* **Gegeven taak**: Schaal de items hieronder: neem alle regels opnieuw over, verzoeken inbegrepen, en vermenigvuldig daarbij elke coördinaat in de antwoorden met 0,7, afgerond op hele getallen met halven naar boven. Laat de afbeeldingen weg.
++++ Uittreksel gegevens
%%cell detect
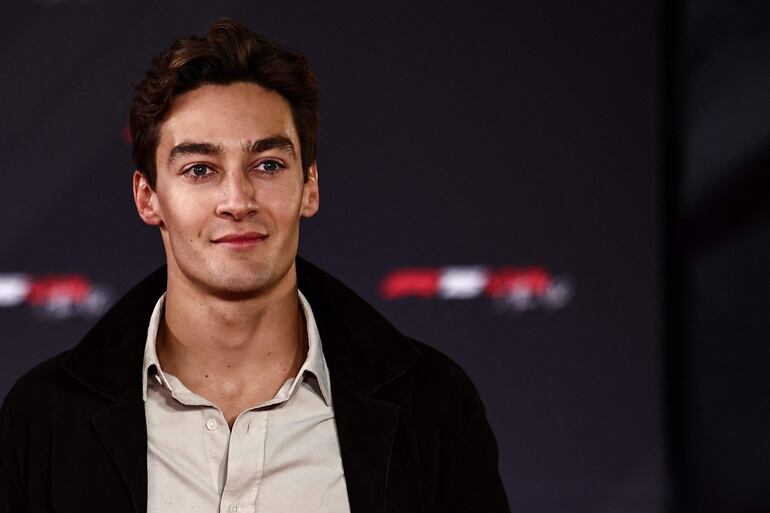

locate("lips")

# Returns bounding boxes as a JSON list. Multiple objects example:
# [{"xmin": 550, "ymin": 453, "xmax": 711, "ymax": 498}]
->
[{"xmin": 211, "ymin": 232, "xmax": 267, "ymax": 246}]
++++++++
* **Juist antwoord**:
%%cell detect

locate("lips")

# Returns bounding boxes as a JSON list. Multiple objects example:
# [{"xmin": 550, "ymin": 453, "xmax": 711, "ymax": 498}]
->
[{"xmin": 148, "ymin": 162, "xmax": 187, "ymax": 172}]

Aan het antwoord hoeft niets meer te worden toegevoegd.